Given request.
Rewrite the part of the page on classifying political statements that opens with "1. Build a predictive" and closes with "speeches mentioned above.", changing "binary classification problem" to "two-class classification problem".

Classification of Political Statements by Orator with DSX

After all that keyword extraction thing from political speeches, it occurred to me it would be interesting to find out if it’s possible to build a model that predicts the political orator to which a statement, or even a complete speech, belongs to. By statement, I mean a sentence with more than a couple of words drawn from a speech (not including here interviews or political debates, for example). I took the 327 speeches by 12 US presidents used in the previous post as the basis of a document data set and added to it a few dozen speeches by other, non-american, dictatorial, political leaders as to create a set appropriate for a classification task.

I intended to explore two different routes:

  1. Build a predictive model from a collection of sentences previously classified as either being uttered by an US President or by some other politician (all non-American political leaders of the XXth century, all dictators) during an official speech. This can be defined then as a binary classification problem: either a statement is assigned to a politician of the class “USPresident” or it isn’t. All the sentences (33500 in total) were drawn from the speeches mentioned above.
  2. Build another model from a collection of speeches by a diverse group of orators, such that the model can assign correctly to a a previously unseen speech the person associated with it. This can be defined as a multi-class classification problem.

Provided records.
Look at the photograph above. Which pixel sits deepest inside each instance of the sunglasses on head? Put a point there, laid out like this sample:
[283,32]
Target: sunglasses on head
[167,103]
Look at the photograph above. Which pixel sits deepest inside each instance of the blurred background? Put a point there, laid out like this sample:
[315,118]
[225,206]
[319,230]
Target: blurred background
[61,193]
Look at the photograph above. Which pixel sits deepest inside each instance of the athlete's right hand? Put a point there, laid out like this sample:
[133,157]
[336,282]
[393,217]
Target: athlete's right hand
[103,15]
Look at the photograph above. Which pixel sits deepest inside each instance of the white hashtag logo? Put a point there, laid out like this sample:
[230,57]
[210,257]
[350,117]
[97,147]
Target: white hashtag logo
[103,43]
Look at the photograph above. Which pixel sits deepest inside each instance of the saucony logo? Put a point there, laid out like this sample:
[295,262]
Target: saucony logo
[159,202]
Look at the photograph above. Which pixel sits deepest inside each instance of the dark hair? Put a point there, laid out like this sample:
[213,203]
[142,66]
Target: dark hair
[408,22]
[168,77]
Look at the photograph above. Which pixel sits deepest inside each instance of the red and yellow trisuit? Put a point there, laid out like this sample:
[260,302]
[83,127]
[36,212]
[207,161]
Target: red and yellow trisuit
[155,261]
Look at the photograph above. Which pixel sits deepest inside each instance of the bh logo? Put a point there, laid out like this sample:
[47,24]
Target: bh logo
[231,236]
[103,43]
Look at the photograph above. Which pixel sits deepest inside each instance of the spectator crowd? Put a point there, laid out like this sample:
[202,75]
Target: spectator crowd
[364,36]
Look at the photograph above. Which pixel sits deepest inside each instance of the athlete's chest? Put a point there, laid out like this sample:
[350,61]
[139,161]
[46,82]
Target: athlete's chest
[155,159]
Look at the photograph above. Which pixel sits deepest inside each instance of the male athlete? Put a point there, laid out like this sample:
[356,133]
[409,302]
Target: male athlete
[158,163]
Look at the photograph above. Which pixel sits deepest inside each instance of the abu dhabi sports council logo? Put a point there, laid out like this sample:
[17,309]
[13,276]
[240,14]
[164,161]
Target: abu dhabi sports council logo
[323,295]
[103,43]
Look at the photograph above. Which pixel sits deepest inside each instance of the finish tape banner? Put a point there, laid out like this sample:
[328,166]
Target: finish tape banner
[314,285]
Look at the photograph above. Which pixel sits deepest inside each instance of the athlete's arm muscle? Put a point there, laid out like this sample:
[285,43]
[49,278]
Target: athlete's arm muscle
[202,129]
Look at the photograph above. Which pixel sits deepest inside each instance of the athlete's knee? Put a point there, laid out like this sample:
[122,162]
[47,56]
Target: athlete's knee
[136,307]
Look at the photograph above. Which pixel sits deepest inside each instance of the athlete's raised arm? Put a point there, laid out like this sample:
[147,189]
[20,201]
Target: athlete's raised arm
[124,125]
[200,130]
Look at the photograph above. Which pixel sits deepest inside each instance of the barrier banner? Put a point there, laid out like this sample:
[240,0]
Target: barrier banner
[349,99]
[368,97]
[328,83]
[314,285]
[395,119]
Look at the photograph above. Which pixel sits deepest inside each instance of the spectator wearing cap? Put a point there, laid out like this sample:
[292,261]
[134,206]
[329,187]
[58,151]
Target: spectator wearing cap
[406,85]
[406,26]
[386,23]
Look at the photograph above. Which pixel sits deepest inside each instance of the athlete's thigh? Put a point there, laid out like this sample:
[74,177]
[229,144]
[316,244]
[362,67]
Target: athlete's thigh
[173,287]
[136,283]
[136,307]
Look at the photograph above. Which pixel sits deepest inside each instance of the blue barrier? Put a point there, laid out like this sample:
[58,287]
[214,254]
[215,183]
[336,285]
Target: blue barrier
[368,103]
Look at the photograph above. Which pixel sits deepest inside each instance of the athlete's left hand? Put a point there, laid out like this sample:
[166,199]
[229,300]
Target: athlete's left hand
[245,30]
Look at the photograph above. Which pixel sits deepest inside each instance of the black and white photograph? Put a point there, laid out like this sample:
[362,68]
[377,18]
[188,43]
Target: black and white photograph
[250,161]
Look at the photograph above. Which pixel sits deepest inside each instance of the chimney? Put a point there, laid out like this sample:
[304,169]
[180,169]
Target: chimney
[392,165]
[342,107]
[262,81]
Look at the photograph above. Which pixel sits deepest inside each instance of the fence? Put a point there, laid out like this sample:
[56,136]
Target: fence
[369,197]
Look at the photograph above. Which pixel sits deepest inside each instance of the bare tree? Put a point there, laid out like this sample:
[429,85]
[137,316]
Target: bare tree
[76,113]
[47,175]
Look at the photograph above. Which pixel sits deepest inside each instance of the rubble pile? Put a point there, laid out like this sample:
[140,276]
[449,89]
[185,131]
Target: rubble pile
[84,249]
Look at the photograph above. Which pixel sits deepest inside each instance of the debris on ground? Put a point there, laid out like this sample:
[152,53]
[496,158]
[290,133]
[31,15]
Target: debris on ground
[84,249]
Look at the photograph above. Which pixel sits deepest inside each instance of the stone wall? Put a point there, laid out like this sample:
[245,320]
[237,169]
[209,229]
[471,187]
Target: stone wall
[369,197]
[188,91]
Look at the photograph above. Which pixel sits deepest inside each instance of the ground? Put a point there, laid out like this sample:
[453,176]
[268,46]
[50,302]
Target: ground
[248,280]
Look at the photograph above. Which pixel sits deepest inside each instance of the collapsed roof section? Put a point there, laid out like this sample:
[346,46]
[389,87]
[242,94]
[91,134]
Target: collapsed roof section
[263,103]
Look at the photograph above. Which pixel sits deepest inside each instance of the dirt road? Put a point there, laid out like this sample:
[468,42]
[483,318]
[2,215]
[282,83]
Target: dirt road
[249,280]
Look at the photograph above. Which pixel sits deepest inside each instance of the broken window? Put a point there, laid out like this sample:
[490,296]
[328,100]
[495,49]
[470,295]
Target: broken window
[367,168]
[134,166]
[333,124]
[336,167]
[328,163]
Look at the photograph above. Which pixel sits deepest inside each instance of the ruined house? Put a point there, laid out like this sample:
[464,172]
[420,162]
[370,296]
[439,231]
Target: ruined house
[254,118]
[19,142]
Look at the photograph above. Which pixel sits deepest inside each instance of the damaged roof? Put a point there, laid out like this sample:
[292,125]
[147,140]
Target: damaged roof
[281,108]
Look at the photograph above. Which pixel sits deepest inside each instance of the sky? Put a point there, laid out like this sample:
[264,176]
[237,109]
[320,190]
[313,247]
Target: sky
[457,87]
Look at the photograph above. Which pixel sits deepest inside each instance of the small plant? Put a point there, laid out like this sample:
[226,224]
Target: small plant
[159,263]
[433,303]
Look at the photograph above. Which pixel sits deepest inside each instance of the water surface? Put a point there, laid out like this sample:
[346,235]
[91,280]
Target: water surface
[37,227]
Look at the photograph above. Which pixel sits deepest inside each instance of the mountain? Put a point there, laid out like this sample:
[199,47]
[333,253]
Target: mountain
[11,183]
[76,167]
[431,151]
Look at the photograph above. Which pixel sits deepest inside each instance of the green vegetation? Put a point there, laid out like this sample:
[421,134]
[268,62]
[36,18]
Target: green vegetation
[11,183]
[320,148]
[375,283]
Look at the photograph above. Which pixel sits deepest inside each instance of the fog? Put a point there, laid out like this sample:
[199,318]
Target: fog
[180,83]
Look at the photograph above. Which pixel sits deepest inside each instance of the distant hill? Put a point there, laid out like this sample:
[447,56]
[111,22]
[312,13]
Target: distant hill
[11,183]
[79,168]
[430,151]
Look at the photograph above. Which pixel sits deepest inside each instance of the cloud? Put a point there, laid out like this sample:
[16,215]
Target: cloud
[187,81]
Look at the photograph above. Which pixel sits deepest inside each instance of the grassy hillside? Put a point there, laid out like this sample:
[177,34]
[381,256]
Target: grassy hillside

Task result.
1. Build a predictive model from a collection of sentences previously classified as either being uttered by an US President or by some other politician (all non-American political leaders of the XXth century, all dictators) during an official speech. This can be defined then as a two-class classification problem: either a statement is assigned to a politician of the class “USPresident” or it isn’t. All the sentences (33500 in total) were drawn from the speeches mentioned above.